**TEXT**

○ ○ ○ ○

McFadden $R^2$ of 0.26 for ZIP and 0.22 for G-ZIGP is a reasonable result for count data with this degree of heterogeneity. It is not a high number, which is honest — near-miss event counts have substantial unexplained variation even with 16 covariates and latent group structure.
What this looks like in code
The ZIPNearMissModel in insurance-telematics implements this framework. The input is a weekly panel DataFrame rather than the trip-level data that the rest of the library operates on — this is a different layer of analysis, not a replacement.
import polars as pl
from insurance_telematics import TripSimulator, extract_trip_features, aggregate_to_driver
from insurance_telematics.zip_near_miss import NearMissSimulator, ZIPNearMissModel
# Generate synthetic weekly ADAS event counts (G=3 latent groups)
nm_sim = NearMissSimulator(n_groups=3, seed=42)
weekly_counts = nm_sim.simulate(n_drivers=200, n_weeks=52)
# weekly_counts schema: driver_id, week_id, exposure_km,
# harsh_braking, harsh_accel, forward_collision,
# lane_departure, too_close, speeding_serious
# Fit the GBZIP model
zip_model = ZIPNearMissModel(
n_groups=3,
event_types=["harsh_braking", "forward_collision", "lane_departure"],
use_generalised=False, # ZIP not ZIGP — better RMSE
max_iter=100,
tol=1e-4,
exposure_col="exposure_km",
)
zip_model.fit(weekly_counts)
# Group membership posteriors — one row per driver
group_probs = zip_model.predict_group_probs(weekly_counts)
# driver_id | prob_group_0 | prob_group_1 | prob_group_2
# Predicted near-miss rate per driver (events per km)
rates = zip_model.predict_rate(weekly_counts)
# driver_id | predicted_nme_rate
# Driver-level features for passing to TelematicsScoringPipeline
zip_features = zip_model.driver_risk_features(weekly_counts)
# driver_id | dominant_group | nme_rate_per_km | zero_fraction_harsh_braking | ...
The model groups are sorted post-fit by ascending mean NME rate, so group 0 is consistently the safest. dominant_group is the group with highest posterior probability for each driver — the best single label for their behavioural archetype.

○ ○ ○ ○

**DATA LINES**

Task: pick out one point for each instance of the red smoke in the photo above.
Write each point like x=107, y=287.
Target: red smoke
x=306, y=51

○ ○ ○ ○

**PROBLEMS AND TASKS**
1. What McFadden $R^2$ does the near-miss model text report for G-ZIGP?
2. Reproduce the part of the near-miss model text that starts at "McFadden $R^2$ of" and ends at "latent group structure.".

**RESPONSES PER TASK**
1. 0.22

2.
McFadden $R^2$ of 0.26 for ZIP and 0.22 for G-ZIGP is a reasonable result for count data with this degree of heterogeneity. It is not a high number, which is honest — near-miss event counts have substantial unexplained variation even with 16 covariates and latent group structure.